Selected text →

The Company's net interest income in the fourth quarter of 2008 increased by $2.0 million from the prior year's fourth quarter and for the full year of 2008 increased by $4.9 million or 20.2% when compared to 2007. The Company's net interest margin when compared to the same prior year periods was up sharply by 76 basis points to 3.84% for the fourth quarter of 2008 and was up by 58 basis points to 3.64% for the full year 2008. This improved net interest margin resulted from a combination of strong loan growth and balance sheet positioning which allowed the Company to benefit from the significant Federal Reserve reductions in short-term interest rates and the return to a more traditional positively sloped yield curve. As a result of these changes, the Company's interest expense on deposits and borrowings declined at a faster rate than the interest income on loans and investment securities. Additionally, the improved earning asset mix with fewer investment securities and more loans outstanding also contributed to the increased net interest income and margin in 2008. For the full year 2008, total loans increased by $71 million or 11.1% with $43 million of this growth occurring during the fourth quarter. The 2008 loan growth was driven by increased commercial and commercial real-estate loan production particularly in the suburban Pittsburgh market. Overall, net interest income has now increased for eight consecutive quarters.

[Named-object pointing entries]

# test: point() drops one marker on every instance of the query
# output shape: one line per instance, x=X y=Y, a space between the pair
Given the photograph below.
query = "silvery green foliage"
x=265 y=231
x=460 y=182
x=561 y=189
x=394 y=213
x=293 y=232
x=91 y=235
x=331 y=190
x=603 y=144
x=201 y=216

Required task 1 → Can you reproduce the named-object pointing listing line for line, with no changes?
Required task 2 → Could you extend the passage on the Company's 2008 net interest income, picking up after its final sentence?

Written reply 1 →
# test: point() drops one marker on every instance of the query
# output shape: one line per instance, x=X y=Y, a space between the pair
Given the photograph below.
query = "silvery green foliage"
x=265 y=231
x=460 y=182
x=561 y=189
x=394 y=213
x=293 y=232
x=91 y=235
x=331 y=190
x=603 y=144
x=201 y=216

Written reply 2 →
The Company recorded a $625,000 provision for loan losses in the fourth quarter of 2008 compared to a $150,000 provision in the fourth quarter of 2007. For the full year 2008, the Company recorded a $2.9 million loan loss provision which represented an increase of $2.6 million over the 2007 full year loan loss provision of $300,000. When determining the provision for loan losses, the Company considers a number of factors some of which include periodic credit reviews, delinquency and charge-off trends, concentrations of credit, loan volume trends and broader local and national economic trends. The higher loan provision in 2008 was caused by the Company's decision to strengthen its allowance for loan losses due to the downgrade of the rating classification of several specific performing commercial loans and uncertainties in the local and national economies. Overall net charge-offs were up moderately in 2008 when compared to 2007. Specifically, for the full year 2008, net charge-offs amounted to $1.3 million or 0.20% of total loans compared to net charge-offs of $1.1 million or 0.19% of total loans for the full year 2007. Non-performing assets increased by $182,000 since the third quarter of 2008 but are still lower than the year-end 2007 level. Non-performing assets totaled $4.6 million or 0.65% of total loans at December 31, 2008 compared to $5.3 million or 0.83% of total loans at December 31, 2007. Overall, the allowance for loan losses provided 195% coverage of non-performing assets and was 1.26% of total loans at December 31, 2008 compared to 137% of non-performing assets and 1.14% of total loans at December 31, 2007. Note also that the Company has no direct exposure to sub-prime mortgage loans in either the loan or investment portfolios.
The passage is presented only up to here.